**Passage shown**
◆ ◆ ◆ ◆ ◆
These results indicate that when given an association statement between two variables with minimal context that indicates a change in the relationship for the second variable, participants inferred a causal relation, such that the first variable causes the second. In other words, when presented with a sentence such as ‘Themaglin is associated with an increased risk of Pneuben’, or ‘X is associated with an increased risk of Y’, participants took this to strongly imply ‘Themaglin causes Pneuben’, and ‘X causes Y’.

While we take the data to show that people draw causal implicatures from correlational statements, a possible concern is that participants were given a forced-choice between two causal relationships, without the option of declaring uncertainty, or rejecting both relationships. But this forced choice was a deliberate feature: because many people are highly drilled in the mantra that correlation does not imply causation, it is likely that when appropriately cued, they will activate the mantra. However, our hypothesis here is that there are implicit causal expectations about linguistic structures that are activated by correlational statements, and these expectations can be made explicit when people are forced to choose between different causal interpretations. If people truly are committed to non-causal interpretations of non-causal language, then participants should just choose arbitrarily between the different causal interpretations available to them. The fact that we found a large systematic preference argues in favor of our causal implicature hypothesis.

To more directly address the concern that forced choices between causal interpretations might yield artifactual results, we conducted a third study in which participants could choose a ‘Neither’ option. Strikingly, the results were essentially the same: participants still showed a strong preference for a particular causal direction in all of the experimental conditions apart from the association condition. Thus, it is unlikely that the response format produced a systematic bias.

One potential concern about our findings is that the association condition produced different results in Studies 1 and 2, deviating from random in the former but not in the latter. We speculated that this might be due to some kind of context effect. Study 3 sheds some additional light on this discrepancy, finding that most people endorse a non-causal interpretation of associative statements, although a large minority (47%) still favor a causal interpretation. Within that large minority, we find again a preference for X → Y rather than Y → X. We tentatively propose that many or even most of the people endorsing Y → X in Study 2 were doing so as a signal of protest against being asked to assign a causal direction.

Our results cannot unambiguously rule out several alternative hypotheses that hinge on different interpretations of the information we provided to participants. First, it is possible that participants did not distinguish between probabilistic and causal interpretations of the statements. For example, the statement that X increases the risk of Y might also imply that Y increases the risk of X, but the increase for Y given X might still be larger than the increase for X given Y. In this case, there is an asymmetry in the risk pattern, even if there is no causal relationship between X and Y. If participants align their causal preferences with the directional asymmetry, then they might show preferences deviating from random, which we have treated as a signature of causal implicature. In essence, this alternative hypothesis posits either that participants do not fully understand what causality is, or that risk directionality is used as a heuristic for causal implicature. We think it is somewhat unlikely that participants simply do not understand what we are asking when we elicit causal interpretations, given the sophisticated causal reasoning abilities demonstrated in many other studies.
◆ ◆ ◆ ◆ ◆
**Dataset extract**
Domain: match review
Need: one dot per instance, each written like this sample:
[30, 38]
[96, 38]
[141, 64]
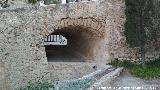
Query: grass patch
[152, 69]
[39, 86]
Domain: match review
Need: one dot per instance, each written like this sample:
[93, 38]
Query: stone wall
[23, 31]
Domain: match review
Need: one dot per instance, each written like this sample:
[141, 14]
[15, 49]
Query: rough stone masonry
[99, 24]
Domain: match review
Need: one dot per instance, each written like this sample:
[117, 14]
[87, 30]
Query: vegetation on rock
[152, 69]
[139, 28]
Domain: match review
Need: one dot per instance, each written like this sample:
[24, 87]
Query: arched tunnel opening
[80, 45]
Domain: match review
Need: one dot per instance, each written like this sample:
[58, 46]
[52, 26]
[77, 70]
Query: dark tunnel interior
[81, 46]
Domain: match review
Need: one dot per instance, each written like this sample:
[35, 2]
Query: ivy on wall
[139, 24]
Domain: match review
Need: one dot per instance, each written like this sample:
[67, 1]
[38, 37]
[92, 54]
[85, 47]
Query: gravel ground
[128, 82]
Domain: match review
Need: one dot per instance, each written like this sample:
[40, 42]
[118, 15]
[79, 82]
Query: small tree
[139, 21]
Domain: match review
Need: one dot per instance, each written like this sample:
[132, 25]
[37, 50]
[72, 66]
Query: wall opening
[71, 44]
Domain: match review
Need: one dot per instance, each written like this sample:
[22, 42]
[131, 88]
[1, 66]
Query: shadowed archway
[81, 45]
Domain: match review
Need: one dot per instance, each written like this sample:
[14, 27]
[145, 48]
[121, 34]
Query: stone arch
[83, 34]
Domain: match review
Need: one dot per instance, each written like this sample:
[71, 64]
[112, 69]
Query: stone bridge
[93, 30]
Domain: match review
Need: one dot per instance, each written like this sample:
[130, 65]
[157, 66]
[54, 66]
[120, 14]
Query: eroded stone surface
[22, 33]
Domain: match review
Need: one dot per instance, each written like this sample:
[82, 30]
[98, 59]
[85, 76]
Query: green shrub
[152, 69]
[32, 1]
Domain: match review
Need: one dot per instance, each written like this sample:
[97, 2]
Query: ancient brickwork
[22, 31]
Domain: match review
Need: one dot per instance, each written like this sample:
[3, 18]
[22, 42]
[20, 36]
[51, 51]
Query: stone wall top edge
[34, 7]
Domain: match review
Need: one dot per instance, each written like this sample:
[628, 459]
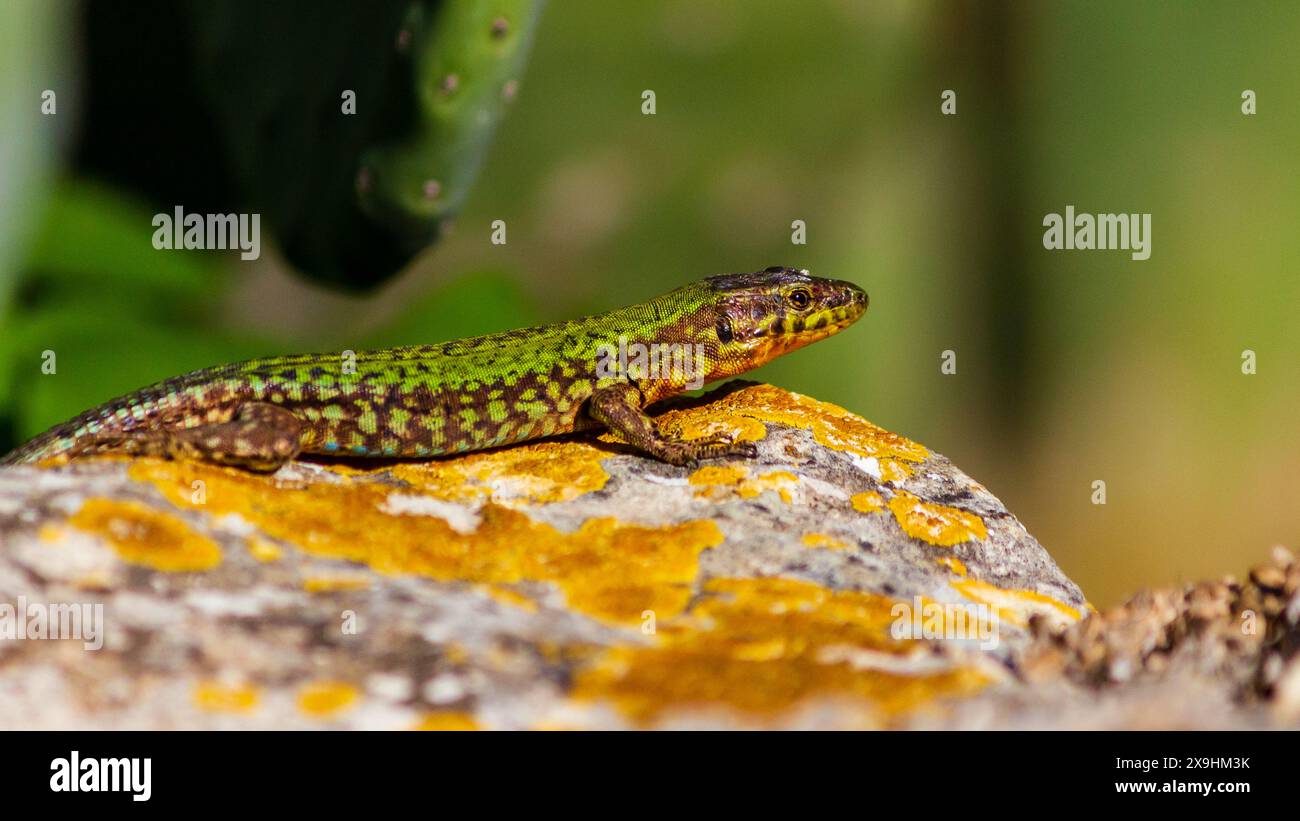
◆ ◆ ◆ ◆ ◆
**Work instructions**
From the passage on causal implicatures above, extract everything from "One potential concern" down to "a causal direction.".

**Solution to the exercise**
One potential concern about our findings is that the association condition produced different results in Studies 1 and 2, deviating from random in the former but not in the latter. We speculated that this might be due to some kind of context effect. Study 3 sheds some additional light on this discrepancy, finding that most people endorse a non-causal interpretation of associative statements, although a large minority (47%) still favor a causal interpretation. Within that large minority, we find again a preference for X → Y rather than Y → X. We tentatively propose that many or even most of the people endorsing Y → X in Study 2 were doing so as a signal of protest against being asked to assign a causal direction.